Instructions to follow:
List every line of the material below that contains the string "white".

Excerpts from a dataset on object pointing:
○ ○ ○ ○
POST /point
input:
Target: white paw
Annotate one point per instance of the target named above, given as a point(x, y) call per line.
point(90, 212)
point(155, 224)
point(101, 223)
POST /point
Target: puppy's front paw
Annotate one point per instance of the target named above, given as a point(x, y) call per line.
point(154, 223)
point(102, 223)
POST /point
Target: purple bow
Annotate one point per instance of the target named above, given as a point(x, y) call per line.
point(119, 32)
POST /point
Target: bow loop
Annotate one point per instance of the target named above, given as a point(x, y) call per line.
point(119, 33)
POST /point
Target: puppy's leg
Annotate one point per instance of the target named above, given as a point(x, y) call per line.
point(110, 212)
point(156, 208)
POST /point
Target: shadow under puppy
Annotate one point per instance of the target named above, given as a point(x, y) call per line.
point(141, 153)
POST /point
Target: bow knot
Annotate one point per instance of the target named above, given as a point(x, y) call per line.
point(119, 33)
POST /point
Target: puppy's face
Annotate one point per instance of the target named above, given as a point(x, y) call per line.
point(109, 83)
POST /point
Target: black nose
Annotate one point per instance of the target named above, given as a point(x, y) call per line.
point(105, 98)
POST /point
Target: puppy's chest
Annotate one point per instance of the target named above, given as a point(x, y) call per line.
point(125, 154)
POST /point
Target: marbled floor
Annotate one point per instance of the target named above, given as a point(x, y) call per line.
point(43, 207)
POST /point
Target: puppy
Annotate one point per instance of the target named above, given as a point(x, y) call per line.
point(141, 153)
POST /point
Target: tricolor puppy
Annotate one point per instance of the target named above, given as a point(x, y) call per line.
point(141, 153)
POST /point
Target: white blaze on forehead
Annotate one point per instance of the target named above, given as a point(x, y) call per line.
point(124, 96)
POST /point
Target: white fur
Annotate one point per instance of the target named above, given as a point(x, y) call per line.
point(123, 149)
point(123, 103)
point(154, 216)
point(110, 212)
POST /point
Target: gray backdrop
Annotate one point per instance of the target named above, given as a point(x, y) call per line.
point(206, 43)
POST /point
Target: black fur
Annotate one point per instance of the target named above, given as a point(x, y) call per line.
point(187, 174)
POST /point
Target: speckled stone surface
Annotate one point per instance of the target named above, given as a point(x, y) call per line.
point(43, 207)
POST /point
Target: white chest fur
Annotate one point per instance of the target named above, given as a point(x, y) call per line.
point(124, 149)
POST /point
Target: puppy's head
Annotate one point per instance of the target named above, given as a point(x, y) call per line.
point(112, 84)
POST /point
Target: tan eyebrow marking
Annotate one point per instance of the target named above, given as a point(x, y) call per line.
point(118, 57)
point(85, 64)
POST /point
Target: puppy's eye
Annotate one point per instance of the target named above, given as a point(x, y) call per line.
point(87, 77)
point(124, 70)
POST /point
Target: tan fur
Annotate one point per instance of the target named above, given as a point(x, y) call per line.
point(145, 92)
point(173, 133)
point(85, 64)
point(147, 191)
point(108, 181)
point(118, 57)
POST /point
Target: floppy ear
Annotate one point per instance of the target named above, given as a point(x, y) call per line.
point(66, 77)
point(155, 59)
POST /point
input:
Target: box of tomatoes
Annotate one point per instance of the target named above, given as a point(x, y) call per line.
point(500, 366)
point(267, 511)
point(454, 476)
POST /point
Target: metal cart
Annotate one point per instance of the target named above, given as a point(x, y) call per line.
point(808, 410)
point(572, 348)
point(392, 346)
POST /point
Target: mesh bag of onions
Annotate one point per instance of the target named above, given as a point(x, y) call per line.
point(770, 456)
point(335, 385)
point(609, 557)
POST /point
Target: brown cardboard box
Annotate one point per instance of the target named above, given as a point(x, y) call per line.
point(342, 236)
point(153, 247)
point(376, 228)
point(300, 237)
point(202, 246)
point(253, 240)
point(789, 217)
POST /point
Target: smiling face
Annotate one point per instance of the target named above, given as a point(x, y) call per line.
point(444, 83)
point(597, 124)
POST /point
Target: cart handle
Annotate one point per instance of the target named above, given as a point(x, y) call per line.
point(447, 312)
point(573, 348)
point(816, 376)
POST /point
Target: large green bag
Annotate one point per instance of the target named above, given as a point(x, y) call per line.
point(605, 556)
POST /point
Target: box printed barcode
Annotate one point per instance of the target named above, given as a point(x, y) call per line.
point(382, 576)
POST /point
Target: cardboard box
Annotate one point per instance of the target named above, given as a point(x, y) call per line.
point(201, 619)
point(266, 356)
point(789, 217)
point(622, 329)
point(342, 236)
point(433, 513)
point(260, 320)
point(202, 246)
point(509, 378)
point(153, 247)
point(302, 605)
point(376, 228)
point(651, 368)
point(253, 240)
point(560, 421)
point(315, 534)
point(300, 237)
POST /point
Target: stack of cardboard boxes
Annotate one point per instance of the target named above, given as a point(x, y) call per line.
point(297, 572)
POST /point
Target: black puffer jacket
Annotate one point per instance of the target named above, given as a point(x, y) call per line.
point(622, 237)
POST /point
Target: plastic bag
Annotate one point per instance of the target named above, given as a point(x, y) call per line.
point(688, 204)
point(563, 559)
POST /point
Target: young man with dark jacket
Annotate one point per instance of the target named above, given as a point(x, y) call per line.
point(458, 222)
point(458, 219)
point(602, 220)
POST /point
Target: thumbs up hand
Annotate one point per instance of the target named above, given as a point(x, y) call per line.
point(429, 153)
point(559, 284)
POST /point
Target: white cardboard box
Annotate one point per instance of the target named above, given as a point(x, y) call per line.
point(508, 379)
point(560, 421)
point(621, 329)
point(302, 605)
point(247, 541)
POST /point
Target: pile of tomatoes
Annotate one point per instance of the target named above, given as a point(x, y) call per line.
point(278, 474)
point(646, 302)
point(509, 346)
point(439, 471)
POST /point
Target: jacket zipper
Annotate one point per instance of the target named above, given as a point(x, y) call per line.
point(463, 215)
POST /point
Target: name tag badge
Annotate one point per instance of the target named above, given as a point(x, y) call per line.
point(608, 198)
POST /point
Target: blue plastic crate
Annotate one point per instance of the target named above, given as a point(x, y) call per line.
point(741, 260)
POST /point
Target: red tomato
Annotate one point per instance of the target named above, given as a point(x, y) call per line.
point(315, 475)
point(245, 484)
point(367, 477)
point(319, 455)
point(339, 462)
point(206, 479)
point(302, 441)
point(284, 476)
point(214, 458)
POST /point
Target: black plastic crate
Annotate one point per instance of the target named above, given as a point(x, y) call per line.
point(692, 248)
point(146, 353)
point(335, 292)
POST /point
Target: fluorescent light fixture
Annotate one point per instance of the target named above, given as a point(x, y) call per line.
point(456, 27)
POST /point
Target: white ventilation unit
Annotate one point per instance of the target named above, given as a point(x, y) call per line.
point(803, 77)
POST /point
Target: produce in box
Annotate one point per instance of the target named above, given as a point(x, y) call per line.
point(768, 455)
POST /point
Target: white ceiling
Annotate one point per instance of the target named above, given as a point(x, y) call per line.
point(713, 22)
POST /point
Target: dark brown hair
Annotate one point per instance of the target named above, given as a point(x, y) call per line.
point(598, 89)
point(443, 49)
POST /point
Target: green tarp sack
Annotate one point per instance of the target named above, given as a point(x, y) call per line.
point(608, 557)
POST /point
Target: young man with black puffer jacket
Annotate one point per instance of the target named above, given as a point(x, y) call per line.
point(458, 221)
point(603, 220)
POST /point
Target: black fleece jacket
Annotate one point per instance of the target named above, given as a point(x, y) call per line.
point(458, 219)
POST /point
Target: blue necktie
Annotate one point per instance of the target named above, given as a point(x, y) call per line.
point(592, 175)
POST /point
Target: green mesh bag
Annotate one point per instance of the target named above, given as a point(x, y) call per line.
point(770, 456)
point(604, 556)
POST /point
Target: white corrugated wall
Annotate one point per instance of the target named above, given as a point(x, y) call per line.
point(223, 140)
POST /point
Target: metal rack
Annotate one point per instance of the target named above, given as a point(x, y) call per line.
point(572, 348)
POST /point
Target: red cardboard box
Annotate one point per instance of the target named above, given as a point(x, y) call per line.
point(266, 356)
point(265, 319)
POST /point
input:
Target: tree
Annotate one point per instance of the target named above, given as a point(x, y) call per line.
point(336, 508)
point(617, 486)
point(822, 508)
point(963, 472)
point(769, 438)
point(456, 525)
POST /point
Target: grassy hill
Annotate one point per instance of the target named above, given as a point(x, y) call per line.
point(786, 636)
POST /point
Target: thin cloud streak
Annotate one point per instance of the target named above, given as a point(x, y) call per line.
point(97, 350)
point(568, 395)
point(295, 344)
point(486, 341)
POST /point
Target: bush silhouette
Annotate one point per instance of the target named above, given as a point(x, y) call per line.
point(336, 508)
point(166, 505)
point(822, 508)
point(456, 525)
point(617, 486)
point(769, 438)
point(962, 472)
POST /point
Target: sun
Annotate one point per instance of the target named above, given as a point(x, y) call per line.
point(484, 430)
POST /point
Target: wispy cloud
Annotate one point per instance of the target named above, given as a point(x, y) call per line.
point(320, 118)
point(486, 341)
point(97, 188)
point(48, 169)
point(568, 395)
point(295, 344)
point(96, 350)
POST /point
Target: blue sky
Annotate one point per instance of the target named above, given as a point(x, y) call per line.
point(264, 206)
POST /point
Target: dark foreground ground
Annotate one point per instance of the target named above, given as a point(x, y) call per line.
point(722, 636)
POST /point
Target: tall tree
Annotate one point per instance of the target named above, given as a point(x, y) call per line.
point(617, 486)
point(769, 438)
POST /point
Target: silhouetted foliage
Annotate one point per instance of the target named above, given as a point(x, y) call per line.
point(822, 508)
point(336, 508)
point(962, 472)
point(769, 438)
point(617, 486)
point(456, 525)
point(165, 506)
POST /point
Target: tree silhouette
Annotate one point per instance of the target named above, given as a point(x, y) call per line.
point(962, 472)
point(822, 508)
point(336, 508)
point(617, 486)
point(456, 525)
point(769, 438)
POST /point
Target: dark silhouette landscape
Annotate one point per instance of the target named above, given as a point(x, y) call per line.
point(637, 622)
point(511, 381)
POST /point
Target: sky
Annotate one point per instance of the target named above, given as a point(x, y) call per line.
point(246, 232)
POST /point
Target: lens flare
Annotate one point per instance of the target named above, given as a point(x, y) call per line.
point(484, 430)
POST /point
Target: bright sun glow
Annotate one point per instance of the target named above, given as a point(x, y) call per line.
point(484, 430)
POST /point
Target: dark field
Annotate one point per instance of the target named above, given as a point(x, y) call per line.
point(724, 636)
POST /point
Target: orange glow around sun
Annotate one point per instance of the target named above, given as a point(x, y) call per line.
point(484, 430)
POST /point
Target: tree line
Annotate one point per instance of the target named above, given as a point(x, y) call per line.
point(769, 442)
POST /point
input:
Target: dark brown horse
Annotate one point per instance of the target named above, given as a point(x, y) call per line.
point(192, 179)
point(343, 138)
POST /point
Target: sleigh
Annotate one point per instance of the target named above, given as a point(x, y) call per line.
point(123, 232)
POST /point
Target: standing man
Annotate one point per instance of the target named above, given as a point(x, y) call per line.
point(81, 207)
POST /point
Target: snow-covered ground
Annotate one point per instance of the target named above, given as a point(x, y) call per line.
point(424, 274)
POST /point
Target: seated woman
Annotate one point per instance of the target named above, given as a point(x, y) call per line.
○ ○ ○ ○
Solution for this task:
Target: white paw
Target: white blaze on forehead
Target: white fur
Target: white chest fur
Target: white cardboard box
Target: white ventilation unit
Target: white ceiling
Target: white corrugated wall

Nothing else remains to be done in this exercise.